> _SELECTION_:
-=-=-

Skip to main content

[22.03] SSAN

Z. Yuan
Dosaid maintainer, Full-Stack AI Engineer

The Shadow of Style

Domain Generalization via Shuffled Style Assembly for Face Anti-Spoofing


Let’s take a look at a famous paper.

This paper introduces the concept of "style," combining it with contrastive learning to emphasize live-related cues. This marks an important breakthrough in style-aware Domain Generalization (DG) design.

Defining the Problem

Face Anti-Spoofing (FAS) has always been in an invisible battle.

Traditional FAS methods rely on handcrafted features, such as LBP and SIFT, to extract texture details from images. In the deep learning era, CNN-based methods have been used to train binary classifiers for distinguishing between live and spoofed faces, incorporating various auxiliary information such as depth maps, reflection maps, and rPPG signals to enrich the recognition cues.

However, even though these methods are stable, they often only perform well under "laboratory conditions."

Once we step out of the boundaries of the original training data, performance drops significantly, especially when faced with different devices, lighting conditions, or spoofing techniques. The model's predictions start to fluctuate and may even result in severe misclassifications.

-=-=-

[Records from the source]

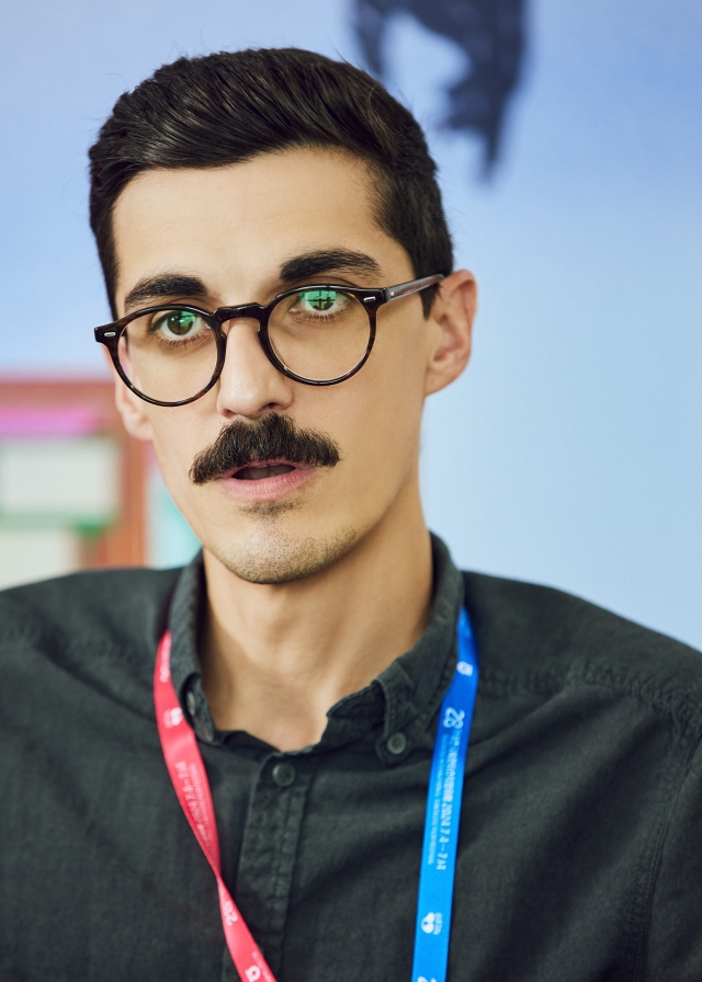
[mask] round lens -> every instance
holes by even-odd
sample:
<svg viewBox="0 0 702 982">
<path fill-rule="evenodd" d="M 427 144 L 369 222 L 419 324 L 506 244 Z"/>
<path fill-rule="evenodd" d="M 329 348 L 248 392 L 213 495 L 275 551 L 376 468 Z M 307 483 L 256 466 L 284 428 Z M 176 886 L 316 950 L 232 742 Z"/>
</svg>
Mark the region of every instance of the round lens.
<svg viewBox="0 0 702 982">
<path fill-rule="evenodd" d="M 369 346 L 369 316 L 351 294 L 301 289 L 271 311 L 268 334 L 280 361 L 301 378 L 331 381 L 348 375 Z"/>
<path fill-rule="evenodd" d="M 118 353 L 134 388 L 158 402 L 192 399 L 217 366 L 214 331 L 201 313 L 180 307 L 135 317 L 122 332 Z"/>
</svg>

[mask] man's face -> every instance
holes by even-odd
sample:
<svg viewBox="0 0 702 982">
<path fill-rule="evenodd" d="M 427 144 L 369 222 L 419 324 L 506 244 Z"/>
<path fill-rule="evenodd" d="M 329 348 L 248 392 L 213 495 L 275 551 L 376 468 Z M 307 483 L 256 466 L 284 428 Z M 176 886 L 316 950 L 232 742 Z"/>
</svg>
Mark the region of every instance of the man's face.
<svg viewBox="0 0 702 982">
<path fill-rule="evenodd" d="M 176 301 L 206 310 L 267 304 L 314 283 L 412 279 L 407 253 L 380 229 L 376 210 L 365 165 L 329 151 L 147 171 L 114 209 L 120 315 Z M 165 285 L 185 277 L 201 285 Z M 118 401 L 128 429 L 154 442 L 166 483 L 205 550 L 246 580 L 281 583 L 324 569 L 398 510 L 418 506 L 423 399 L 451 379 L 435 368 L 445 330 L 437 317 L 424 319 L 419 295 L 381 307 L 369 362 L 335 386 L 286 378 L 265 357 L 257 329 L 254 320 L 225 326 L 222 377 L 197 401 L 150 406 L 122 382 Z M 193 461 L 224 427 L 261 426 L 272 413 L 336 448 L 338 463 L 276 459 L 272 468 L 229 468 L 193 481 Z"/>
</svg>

-=-=-

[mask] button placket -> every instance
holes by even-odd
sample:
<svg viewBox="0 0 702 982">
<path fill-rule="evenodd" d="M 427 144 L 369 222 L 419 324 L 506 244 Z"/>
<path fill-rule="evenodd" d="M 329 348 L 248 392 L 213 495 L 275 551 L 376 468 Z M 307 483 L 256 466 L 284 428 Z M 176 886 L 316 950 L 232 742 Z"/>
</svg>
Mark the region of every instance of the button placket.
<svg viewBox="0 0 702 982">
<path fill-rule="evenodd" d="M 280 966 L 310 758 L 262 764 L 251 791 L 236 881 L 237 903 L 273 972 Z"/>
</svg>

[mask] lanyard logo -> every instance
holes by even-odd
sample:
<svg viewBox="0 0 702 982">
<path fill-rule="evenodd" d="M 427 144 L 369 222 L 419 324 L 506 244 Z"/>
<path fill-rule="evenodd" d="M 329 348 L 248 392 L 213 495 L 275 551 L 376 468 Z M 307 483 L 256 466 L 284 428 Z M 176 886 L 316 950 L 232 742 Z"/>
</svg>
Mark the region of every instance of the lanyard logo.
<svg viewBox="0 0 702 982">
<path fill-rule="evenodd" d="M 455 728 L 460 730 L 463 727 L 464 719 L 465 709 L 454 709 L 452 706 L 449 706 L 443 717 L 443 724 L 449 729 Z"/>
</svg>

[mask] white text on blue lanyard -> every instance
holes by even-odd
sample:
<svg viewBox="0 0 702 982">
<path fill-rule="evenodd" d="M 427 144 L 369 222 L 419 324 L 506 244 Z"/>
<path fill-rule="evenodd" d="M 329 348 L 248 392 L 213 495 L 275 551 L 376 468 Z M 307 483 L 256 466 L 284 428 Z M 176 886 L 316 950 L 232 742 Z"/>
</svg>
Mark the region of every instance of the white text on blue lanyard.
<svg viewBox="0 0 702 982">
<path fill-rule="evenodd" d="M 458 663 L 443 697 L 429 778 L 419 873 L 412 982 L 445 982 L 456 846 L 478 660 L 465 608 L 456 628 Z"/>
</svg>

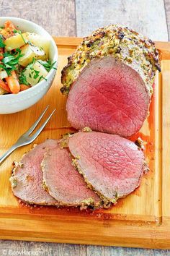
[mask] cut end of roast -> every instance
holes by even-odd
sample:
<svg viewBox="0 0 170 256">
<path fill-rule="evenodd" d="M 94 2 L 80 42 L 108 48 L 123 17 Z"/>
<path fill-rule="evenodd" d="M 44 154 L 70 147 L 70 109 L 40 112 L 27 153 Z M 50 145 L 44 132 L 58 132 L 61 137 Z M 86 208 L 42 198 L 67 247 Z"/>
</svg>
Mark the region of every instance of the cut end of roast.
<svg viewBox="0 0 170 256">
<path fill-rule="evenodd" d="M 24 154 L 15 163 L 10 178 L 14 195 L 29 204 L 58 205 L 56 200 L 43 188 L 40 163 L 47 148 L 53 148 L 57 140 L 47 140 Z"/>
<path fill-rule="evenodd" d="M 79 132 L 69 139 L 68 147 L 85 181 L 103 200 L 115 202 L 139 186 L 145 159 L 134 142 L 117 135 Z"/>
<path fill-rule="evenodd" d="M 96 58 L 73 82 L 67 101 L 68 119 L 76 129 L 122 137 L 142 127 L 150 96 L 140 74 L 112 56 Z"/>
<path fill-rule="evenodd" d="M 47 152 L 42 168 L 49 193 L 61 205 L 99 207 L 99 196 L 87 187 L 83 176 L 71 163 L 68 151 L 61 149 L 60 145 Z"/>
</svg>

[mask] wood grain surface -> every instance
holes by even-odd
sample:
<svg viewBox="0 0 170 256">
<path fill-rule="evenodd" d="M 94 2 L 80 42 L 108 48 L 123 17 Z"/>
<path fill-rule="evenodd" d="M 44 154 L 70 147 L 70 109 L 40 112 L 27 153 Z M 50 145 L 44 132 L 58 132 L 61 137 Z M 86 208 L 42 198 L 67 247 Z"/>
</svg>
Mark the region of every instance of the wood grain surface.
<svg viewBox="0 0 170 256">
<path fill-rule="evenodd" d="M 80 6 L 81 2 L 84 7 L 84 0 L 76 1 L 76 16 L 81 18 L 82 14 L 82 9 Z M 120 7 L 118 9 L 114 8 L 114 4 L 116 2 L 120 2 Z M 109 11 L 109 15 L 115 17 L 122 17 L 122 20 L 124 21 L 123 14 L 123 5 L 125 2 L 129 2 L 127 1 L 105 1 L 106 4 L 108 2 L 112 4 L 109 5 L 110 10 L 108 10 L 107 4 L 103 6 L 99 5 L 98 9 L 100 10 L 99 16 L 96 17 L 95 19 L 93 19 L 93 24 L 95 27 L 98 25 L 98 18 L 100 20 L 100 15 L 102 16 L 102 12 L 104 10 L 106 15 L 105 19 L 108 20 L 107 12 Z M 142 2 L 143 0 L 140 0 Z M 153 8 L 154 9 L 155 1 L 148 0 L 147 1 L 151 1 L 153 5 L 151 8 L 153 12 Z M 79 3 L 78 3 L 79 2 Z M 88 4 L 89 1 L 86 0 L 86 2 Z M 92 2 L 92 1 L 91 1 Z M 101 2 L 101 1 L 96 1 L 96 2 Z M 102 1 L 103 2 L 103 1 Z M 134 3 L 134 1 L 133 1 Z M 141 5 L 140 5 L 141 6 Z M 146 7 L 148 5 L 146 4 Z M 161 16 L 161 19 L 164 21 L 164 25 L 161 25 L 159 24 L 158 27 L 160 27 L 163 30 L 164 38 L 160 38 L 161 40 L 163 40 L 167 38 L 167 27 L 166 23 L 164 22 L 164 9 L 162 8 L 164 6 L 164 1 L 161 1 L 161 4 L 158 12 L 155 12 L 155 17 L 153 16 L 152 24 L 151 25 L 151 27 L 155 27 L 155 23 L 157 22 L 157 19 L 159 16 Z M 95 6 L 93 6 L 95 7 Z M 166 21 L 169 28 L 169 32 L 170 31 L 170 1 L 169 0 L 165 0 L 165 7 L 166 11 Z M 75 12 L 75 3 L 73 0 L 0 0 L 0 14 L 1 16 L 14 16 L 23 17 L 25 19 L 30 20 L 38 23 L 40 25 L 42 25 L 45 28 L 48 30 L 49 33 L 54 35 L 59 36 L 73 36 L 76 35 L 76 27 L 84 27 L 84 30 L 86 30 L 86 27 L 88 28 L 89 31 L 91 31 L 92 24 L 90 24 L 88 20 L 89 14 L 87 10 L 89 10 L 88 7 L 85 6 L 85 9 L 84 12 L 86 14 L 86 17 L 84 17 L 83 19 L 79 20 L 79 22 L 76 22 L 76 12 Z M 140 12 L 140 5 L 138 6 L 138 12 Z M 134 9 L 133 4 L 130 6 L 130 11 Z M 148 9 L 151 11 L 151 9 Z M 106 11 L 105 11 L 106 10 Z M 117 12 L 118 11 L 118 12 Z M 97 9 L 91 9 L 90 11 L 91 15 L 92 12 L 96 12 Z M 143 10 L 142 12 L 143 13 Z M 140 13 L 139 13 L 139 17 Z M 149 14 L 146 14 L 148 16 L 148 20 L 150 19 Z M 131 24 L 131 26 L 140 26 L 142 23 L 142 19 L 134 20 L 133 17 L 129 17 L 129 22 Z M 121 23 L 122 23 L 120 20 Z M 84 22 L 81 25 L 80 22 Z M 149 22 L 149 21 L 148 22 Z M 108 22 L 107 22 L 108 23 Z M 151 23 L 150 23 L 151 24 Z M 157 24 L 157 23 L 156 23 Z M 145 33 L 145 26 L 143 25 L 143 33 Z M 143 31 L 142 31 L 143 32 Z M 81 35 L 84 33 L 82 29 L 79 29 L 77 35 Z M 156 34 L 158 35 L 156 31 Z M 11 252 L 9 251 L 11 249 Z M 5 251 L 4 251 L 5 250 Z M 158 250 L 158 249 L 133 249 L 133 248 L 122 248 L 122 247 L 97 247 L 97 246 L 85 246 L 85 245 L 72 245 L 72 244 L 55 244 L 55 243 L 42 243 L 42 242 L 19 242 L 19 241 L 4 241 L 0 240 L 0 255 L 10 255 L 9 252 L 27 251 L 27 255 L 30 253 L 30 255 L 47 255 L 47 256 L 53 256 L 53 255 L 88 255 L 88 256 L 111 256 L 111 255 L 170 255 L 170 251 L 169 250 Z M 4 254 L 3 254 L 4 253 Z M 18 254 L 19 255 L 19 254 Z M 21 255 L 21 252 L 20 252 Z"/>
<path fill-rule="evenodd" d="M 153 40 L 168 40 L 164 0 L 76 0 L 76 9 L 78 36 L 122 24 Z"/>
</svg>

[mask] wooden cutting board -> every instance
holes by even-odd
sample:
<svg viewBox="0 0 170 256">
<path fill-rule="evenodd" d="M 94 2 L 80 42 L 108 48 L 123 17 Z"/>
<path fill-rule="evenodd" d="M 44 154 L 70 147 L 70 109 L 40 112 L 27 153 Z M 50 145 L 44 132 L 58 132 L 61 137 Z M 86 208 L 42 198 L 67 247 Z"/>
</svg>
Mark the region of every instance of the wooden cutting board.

-=-=-

> _DESCRIPTION OF THE TASK_:
Go on with the face anti-spoofing article, starting right after its last sentence. The listing was drawn from a separate source.

> _TASK OUTPUT_:
This phenomenon is known as the Cross-Domain Generalization dilemma, which stems primarily from the following three points:

  • Data Bias: Training data has a narrow coverage, unable to encompass all potential variations;
  • Feature Overfitting: The model learns surface patterns from a particular domain rather than the essence of liveness;
  • Insufficient Model Generalization Design: Most models still follow traditional CNN processes, neglecting subtle differences between samples.

To improve generalization capability, researchers have invested considerable effort into Domain Adaptation (DA) and Domain Generalization (DG):

  • DA methods like MMD minimization, adversarial alignment, and multi-discriminator learning focus on finding a common embedding space between different data distributions;
  • DG aims to learn generalizable representations without involving target data, using strategies like feature disentangling and meta-learning.

While these methods have indeed improved model stability under certain settings, they also reveal a deeper issue:

Our understanding of "what constitutes a key feature" is still incomplete.

FAS is not a simple image classification task; it doesn't rely on overall semantics but rather on fine details: the continuity of skin texture, the spread of reflective areas, and the rhythm of subtle pulsations. These are the signals carried by style and statistical information.

Here, Normalization Layers become a key observation:

  • Batch Normalization (BN) focuses on global statistics across samples, reinforcing semantic consistency;
  • Instance Normalization (IN), on the other hand, focuses on individual samples, capturing unique patterns and style representations.

The guidance these two provide to the model is fundamentally different: BN seeks stability, while IN extracts variation. In FAS tasks, this delicate balance is often overlooked.

Currently, attempts at style transfer typically remain at the data augmentation stage before training, unable to be directly integrated into the learning process of the model, making it difficult to scale and deploy in real-world environments.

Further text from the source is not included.